The exercise - Reproduce all of the rows below verbatim, omitting the picture from your answer.

/---

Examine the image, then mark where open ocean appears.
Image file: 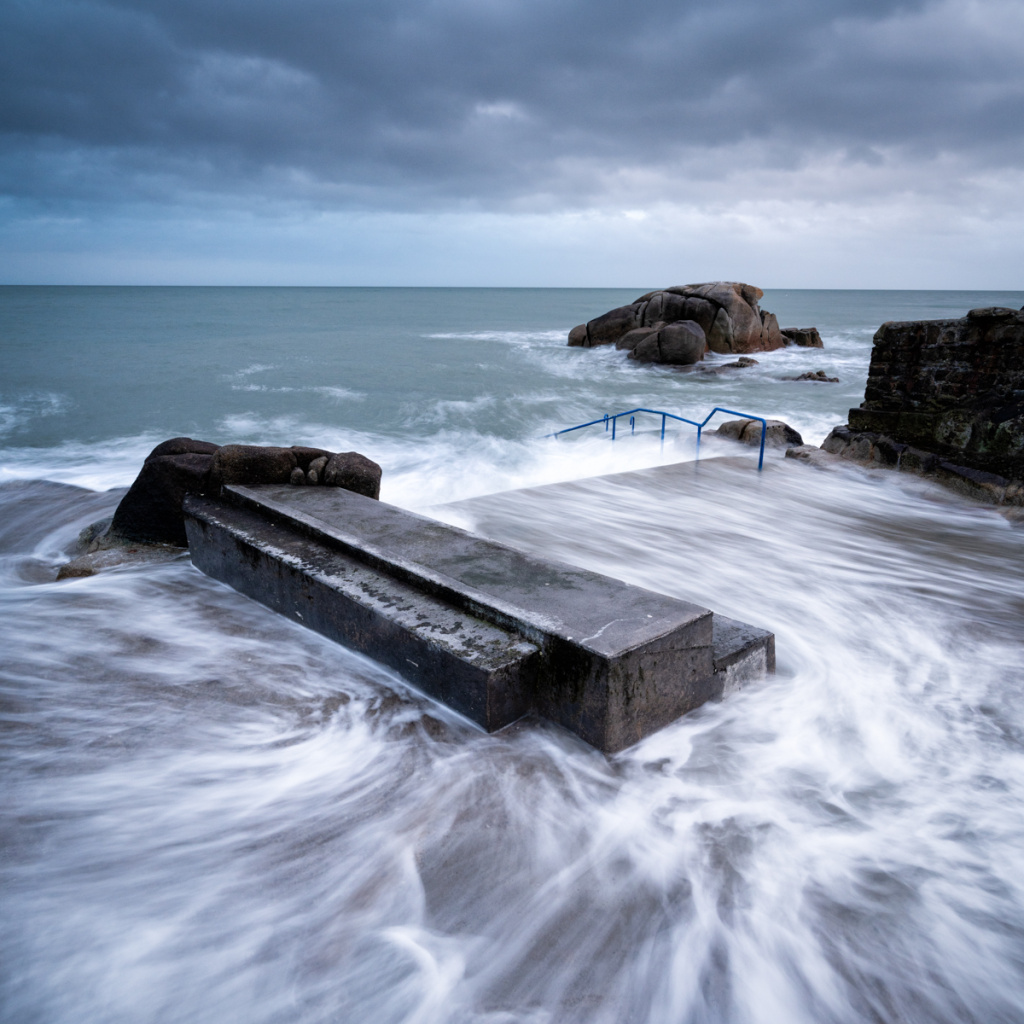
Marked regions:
[0,287,1024,1024]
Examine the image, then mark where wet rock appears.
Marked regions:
[715,420,804,447]
[785,444,842,467]
[306,456,329,486]
[210,444,298,493]
[292,444,333,473]
[629,321,708,367]
[324,452,381,498]
[109,446,216,548]
[569,281,785,353]
[849,306,1024,480]
[821,424,1024,506]
[782,370,839,384]
[781,327,825,348]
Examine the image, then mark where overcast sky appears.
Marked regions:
[0,0,1024,289]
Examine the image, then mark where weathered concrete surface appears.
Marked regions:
[185,477,773,752]
[186,495,538,732]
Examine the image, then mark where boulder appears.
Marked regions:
[780,327,825,348]
[849,306,1024,480]
[110,445,216,548]
[715,420,804,447]
[103,437,381,557]
[569,281,785,354]
[324,452,381,498]
[629,321,708,367]
[292,444,334,473]
[210,444,299,493]
[782,370,839,384]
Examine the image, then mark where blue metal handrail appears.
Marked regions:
[545,406,768,470]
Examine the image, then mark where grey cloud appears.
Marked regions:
[0,0,1024,209]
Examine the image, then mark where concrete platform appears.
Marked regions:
[185,473,774,753]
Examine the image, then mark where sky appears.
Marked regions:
[0,0,1024,289]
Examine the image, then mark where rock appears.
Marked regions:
[629,321,708,367]
[782,370,839,384]
[615,323,665,352]
[210,444,298,493]
[715,420,804,447]
[821,424,1024,506]
[146,437,220,459]
[849,306,1024,480]
[109,450,216,548]
[569,281,785,353]
[292,444,334,473]
[785,444,842,467]
[105,437,381,548]
[324,452,381,498]
[781,327,825,348]
[569,324,590,348]
[306,456,329,485]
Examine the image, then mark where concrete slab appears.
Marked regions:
[185,460,774,753]
[185,496,538,732]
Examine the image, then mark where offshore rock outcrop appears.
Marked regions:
[568,281,790,366]
[802,307,1024,506]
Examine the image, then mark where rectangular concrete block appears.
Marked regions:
[185,485,774,753]
[185,496,538,732]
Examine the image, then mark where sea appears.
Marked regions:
[6,286,1024,1024]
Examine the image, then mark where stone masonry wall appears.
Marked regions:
[849,308,1024,480]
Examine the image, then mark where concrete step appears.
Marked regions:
[185,485,774,752]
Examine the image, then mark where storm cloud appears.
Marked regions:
[0,0,1024,282]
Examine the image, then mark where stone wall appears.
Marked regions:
[849,308,1024,480]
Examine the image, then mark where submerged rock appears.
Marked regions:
[324,452,381,498]
[568,281,785,361]
[715,420,804,447]
[74,437,381,561]
[782,370,839,384]
[780,327,825,348]
[629,321,708,367]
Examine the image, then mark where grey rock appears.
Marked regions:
[630,321,708,367]
[109,453,216,548]
[782,370,839,384]
[324,452,381,498]
[210,444,298,493]
[780,327,825,348]
[715,420,804,447]
[569,281,785,353]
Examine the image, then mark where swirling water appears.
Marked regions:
[0,289,1024,1024]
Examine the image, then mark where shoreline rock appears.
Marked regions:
[57,437,381,580]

\---

Reply -
Examine the image, then mark where open ocean appears.
Image file: 
Marked regions:
[0,287,1024,1024]
Examine the image, then mark where wet rock appears.
Marked regions:
[715,420,804,447]
[785,444,842,467]
[306,456,329,486]
[210,444,298,493]
[292,444,333,473]
[629,321,708,367]
[324,452,381,498]
[109,446,216,548]
[569,281,785,353]
[849,306,1024,480]
[821,424,1024,506]
[782,370,839,384]
[781,327,825,348]
Examine the image, then mark where overcast sky appears.
Marked regions:
[0,0,1024,289]
Examine the image, then mark where weathered concrete surface appears.
Marked regions:
[185,477,773,752]
[186,495,538,732]
Examine the image, then mark where boulder appears.
Marked regions:
[780,327,825,348]
[849,306,1024,480]
[110,445,216,548]
[715,420,804,447]
[103,437,381,557]
[569,281,785,354]
[324,452,381,498]
[629,321,708,367]
[292,444,334,473]
[210,444,299,493]
[782,370,839,384]
Examine the image, then mark where blue metal handrail appears.
Marked regions:
[545,406,768,470]
Examine the image, then mark where grey cloud appears.
Marked regions:
[0,0,1024,209]
Examine the image, then mark where concrete platform appears.
Marked regions:
[185,473,774,753]
Examine the image, then mark where sky appears.
Marked regions:
[0,0,1024,289]
Examine the image, then mark where rock appears.
Marked regions:
[629,321,708,367]
[782,370,839,384]
[615,323,665,352]
[210,444,298,493]
[715,420,804,447]
[821,424,1024,506]
[146,437,220,459]
[849,306,1024,480]
[109,450,216,548]
[569,281,785,353]
[292,444,334,473]
[785,444,842,467]
[105,437,381,548]
[324,452,381,498]
[781,327,825,348]
[569,324,590,348]
[306,456,329,485]
Examine the image, then mark where concrete slab appears.
Marked regions:
[185,460,774,753]
[185,496,538,732]
Examine the image, then mark where offshore rock outcrop appears.
Marked regions:
[568,281,790,366]
[802,307,1024,506]
Examine the image, then mark where rectangular concrete block appears.
Marked regions:
[185,485,774,753]
[185,496,538,732]
Examine the image, then mark where sea appears.
Marked regions:
[6,286,1024,1024]
Examine the image, then mark where stone masonry wall appears.
Marked regions:
[849,308,1024,480]
Examine the image, then mark where concrete step appears.
Marked regions:
[185,485,774,752]
Examine the image, then mark where storm cloud appears.
Marked regions:
[0,0,1024,282]
Examine the image, then mark where stone wall appears.
Marked regions:
[849,308,1024,480]
Examine the image, then mark where submerged rock appears.
Marked regions:
[324,452,381,498]
[568,281,785,361]
[715,420,804,447]
[74,437,381,561]
[782,370,839,384]
[780,327,825,348]
[629,321,708,367]
Examine the image, then mark where grey rock appears.
Marked regions:
[630,321,708,367]
[109,453,216,548]
[782,370,839,384]
[324,452,381,498]
[210,444,298,493]
[780,327,825,348]
[715,420,804,447]
[569,281,785,353]
Examine the image, then mark where swirling water appears.
Marked regions:
[0,289,1024,1024]
Examine the image, then mark where shoreline rock appears.
Marked regions:
[57,437,381,580]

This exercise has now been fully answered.